# need advice on scraper bar and skid shoes



## Kg14 (Dec 19, 2017)

Hi everyone:smile2:

I have a 24" Craftsman 2 stage snowblower from 2008/2009, I need help with my scraper bar. It doesn't seem to clear snow correctly.

The first week I got the machine it was leaving marks on the driveway and even looked like the bolts where scrapping on the driveway. I raised the metal shoes and the problem went away a bit,but I never got all the snow from the driveway. 

It's been about 10 years now, So I just bought new plastic multi-fit shoes with the big brass insert key.

I used the paint stick method and it still doesn't clear correctly.

Also I think my machine is warped, on the one end the paint stick slides fine but the other i can barely slide it.

They charge $70 shop rate here but also want $50:surprise: to pick up the machine, I can't justifie $50 but don't own a truck either.

Was hoping I could find my answer here on getting everything fixed.

Sears Canada has gone bankrupt so getting parts might be hard I'm thinking.

Thank you


----------



## JLawrence08648 (Jan 15, 2017)

First, you need to start on level ground, concrete rather than asphalt. You use 2 paint sticks, one on each side or end, some people use 4 paint sticks, doubling up.

Look at the scraper bolts, if they are ground, some scraper bars you can move down, some you can flip to the other side. If not, replace or weld a new edge on.


----------



## dhazelton (Dec 8, 2014)

What he said. Also make sure your tires are at the same pressure otherwise one side will sag slightly. Lift your machine and put the paint sticks under the scraper bar and adjust the shoes to touch the ground. You're done, until you have to check it next season.

Your machine is supposed to leave a bit of snow on the driveway or else your scraper bar and augers would be destroyed..


----------

**Your instructions:** Reproduce the part of the snowblower thread that begins at the words "It's been about" and stops after the words "a truck either.".

**Dataset entries:**
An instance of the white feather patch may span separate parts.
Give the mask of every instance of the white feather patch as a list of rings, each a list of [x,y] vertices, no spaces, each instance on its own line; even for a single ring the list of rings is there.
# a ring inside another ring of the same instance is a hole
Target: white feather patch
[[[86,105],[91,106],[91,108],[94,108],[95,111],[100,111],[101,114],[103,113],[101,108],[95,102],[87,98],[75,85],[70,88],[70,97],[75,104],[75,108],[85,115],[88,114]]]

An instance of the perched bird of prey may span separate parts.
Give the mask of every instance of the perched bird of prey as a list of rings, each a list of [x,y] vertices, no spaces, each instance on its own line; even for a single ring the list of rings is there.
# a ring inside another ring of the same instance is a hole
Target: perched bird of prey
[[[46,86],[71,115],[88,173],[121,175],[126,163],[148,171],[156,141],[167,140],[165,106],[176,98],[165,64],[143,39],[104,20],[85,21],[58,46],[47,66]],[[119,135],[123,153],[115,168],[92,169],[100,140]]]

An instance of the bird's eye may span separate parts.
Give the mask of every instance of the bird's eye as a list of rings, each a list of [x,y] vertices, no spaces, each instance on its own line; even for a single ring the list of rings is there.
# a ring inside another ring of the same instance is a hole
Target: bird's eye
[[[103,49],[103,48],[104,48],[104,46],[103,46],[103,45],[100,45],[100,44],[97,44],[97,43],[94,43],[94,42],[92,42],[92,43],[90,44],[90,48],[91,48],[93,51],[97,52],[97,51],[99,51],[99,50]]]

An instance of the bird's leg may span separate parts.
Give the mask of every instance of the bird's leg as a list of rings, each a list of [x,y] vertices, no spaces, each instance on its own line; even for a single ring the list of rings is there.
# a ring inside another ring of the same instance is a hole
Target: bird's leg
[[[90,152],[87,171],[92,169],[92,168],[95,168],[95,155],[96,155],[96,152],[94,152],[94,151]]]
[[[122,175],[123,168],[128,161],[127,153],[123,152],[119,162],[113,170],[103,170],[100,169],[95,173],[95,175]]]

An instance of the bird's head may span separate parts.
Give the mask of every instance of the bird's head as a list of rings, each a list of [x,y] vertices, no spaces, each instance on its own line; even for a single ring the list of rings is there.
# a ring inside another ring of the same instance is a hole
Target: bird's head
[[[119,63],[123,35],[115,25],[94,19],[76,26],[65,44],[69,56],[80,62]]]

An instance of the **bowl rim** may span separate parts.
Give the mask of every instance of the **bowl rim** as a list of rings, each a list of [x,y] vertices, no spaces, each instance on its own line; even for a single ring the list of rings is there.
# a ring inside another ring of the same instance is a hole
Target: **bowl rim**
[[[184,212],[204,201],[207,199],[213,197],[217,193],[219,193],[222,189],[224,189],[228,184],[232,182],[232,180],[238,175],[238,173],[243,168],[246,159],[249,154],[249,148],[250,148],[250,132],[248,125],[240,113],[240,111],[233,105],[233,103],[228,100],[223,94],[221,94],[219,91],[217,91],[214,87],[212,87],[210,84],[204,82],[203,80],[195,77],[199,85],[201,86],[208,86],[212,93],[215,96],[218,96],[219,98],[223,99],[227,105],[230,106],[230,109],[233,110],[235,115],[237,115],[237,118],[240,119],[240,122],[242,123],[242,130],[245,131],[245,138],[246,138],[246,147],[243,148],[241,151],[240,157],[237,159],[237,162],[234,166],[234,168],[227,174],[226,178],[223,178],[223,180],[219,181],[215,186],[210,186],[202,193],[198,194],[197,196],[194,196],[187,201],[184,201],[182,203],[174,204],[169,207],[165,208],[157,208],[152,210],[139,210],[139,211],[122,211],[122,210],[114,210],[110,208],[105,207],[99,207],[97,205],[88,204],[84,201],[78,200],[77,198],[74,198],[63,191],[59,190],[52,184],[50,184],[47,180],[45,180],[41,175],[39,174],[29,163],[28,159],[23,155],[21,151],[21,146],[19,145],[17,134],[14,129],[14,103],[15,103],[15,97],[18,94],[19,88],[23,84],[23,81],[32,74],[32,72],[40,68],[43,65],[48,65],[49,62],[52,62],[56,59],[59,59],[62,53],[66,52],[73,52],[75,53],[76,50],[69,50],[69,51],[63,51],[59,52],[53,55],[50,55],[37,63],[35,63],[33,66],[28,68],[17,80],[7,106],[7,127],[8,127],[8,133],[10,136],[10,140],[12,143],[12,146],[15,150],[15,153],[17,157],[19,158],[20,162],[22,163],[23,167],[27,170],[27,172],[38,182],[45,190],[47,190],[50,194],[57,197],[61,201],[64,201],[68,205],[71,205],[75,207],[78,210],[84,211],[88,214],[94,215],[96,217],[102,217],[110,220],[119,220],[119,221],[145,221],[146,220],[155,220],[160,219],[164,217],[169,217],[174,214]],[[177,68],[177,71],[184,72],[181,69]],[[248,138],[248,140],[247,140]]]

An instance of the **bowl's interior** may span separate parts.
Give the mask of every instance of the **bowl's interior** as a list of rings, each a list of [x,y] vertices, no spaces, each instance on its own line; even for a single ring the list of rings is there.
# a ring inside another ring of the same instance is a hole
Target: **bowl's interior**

**Task output:**
It's been about 10 years now, So I just bought new plastic multi-fit shoes with the big brass insert key.

I used the paint stick method and it still doesn't clear correctly.

Also I think my machine is warped, on the one end the paint stick slides fine but the other i can barely slide it.

They charge $70 shop rate here but also want $50:surprise: to pick up the machine, I can't justifie $50 but don't own a truck either.